Task to carry out
Would you please reproduce all the entries word for word, minus the pictures?

_____

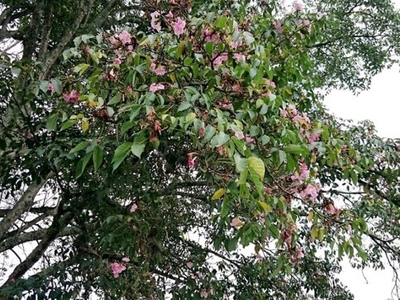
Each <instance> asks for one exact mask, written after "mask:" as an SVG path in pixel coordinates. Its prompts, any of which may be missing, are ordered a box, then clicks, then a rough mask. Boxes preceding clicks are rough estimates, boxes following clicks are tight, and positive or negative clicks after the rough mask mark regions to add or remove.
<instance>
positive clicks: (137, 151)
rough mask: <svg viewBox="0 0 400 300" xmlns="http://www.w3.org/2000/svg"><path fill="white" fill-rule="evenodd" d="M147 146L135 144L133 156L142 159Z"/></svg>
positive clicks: (133, 145)
mask: <svg viewBox="0 0 400 300" xmlns="http://www.w3.org/2000/svg"><path fill="white" fill-rule="evenodd" d="M145 147H146V145H145V144H138V143H133V144H132V147H131V151H132V154H133V155H135V156H137V157H138V158H140V156H141V155H142V153H143V151H144V149H145Z"/></svg>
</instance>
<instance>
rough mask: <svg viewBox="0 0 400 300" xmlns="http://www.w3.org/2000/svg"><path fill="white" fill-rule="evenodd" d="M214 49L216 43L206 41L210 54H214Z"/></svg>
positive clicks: (208, 53) (207, 53) (206, 48)
mask: <svg viewBox="0 0 400 300" xmlns="http://www.w3.org/2000/svg"><path fill="white" fill-rule="evenodd" d="M213 50H214V43H213V42H207V43H206V52H207V54H208V55H209V56H212V53H213Z"/></svg>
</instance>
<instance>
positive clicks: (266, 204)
mask: <svg viewBox="0 0 400 300" xmlns="http://www.w3.org/2000/svg"><path fill="white" fill-rule="evenodd" d="M258 204H260V206H261V207H262V208H263V209H264V211H265V212H272V208H271V206H269V205H268V204H267V203H265V202H264V201H258Z"/></svg>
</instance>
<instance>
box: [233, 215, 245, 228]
mask: <svg viewBox="0 0 400 300" xmlns="http://www.w3.org/2000/svg"><path fill="white" fill-rule="evenodd" d="M243 224H244V223H243V222H242V221H240V219H239V217H236V218H233V219H232V221H231V226H233V227H236V228H237V227H241V226H242V225H243Z"/></svg>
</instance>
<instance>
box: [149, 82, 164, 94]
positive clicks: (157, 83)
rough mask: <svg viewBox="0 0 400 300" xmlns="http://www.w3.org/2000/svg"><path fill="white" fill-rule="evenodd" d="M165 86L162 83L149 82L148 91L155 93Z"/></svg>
mask: <svg viewBox="0 0 400 300" xmlns="http://www.w3.org/2000/svg"><path fill="white" fill-rule="evenodd" d="M164 89H165V86H164V85H163V84H162V83H152V84H150V87H149V91H150V92H152V93H155V92H157V91H160V90H164Z"/></svg>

_____

Problem solution
Each <instance> asks for one exact mask, written after "mask:" as an SVG path in pixel coordinates. Its prompts, any of which may be missing, are ordered a box, then clicks, then a rough mask. Boxes preceding clicks are rough estimates, boxes following clicks are tight, and positive or negative clicks after the rough mask mark regions to add or remove.
<instance>
positive clicks: (137, 151)
rough mask: <svg viewBox="0 0 400 300" xmlns="http://www.w3.org/2000/svg"><path fill="white" fill-rule="evenodd" d="M147 146L135 144L133 156L142 159Z"/></svg>
positive clicks: (133, 145)
mask: <svg viewBox="0 0 400 300" xmlns="http://www.w3.org/2000/svg"><path fill="white" fill-rule="evenodd" d="M145 147H146V145H145V144H138V143H133V144H132V147H131V151H132V154H133V155H135V156H137V157H138V158H140V156H141V155H142V153H143V151H144V149H145Z"/></svg>
</instance>
<instance>
rough mask: <svg viewBox="0 0 400 300" xmlns="http://www.w3.org/2000/svg"><path fill="white" fill-rule="evenodd" d="M214 49L216 43L206 41L210 54H214Z"/></svg>
positive clicks: (208, 53) (207, 53) (206, 48)
mask: <svg viewBox="0 0 400 300" xmlns="http://www.w3.org/2000/svg"><path fill="white" fill-rule="evenodd" d="M213 50H214V43H213V42H207V43H206V52H207V54H208V55H209V56H212V53H213Z"/></svg>
</instance>
<instance>
positive clicks: (266, 204)
mask: <svg viewBox="0 0 400 300" xmlns="http://www.w3.org/2000/svg"><path fill="white" fill-rule="evenodd" d="M258 204H260V206H261V207H262V208H263V209H264V211H265V212H272V208H271V206H269V205H268V204H267V203H265V202H264V201H258Z"/></svg>
</instance>
<instance>
box: [233, 215, 245, 228]
mask: <svg viewBox="0 0 400 300" xmlns="http://www.w3.org/2000/svg"><path fill="white" fill-rule="evenodd" d="M243 224H244V223H243V222H242V221H240V219H239V217H236V218H233V219H232V221H231V226H233V227H236V228H237V227H241V226H242V225H243Z"/></svg>
</instance>
<instance>
box: [149, 82, 164, 94]
positive clicks: (157, 83)
rough mask: <svg viewBox="0 0 400 300" xmlns="http://www.w3.org/2000/svg"><path fill="white" fill-rule="evenodd" d="M165 86L162 83L149 82L148 91L155 93Z"/></svg>
mask: <svg viewBox="0 0 400 300" xmlns="http://www.w3.org/2000/svg"><path fill="white" fill-rule="evenodd" d="M164 89H165V86H164V85H163V84H162V83H152V84H150V87H149V91H150V92H152V93H155V92H157V91H160V90H164Z"/></svg>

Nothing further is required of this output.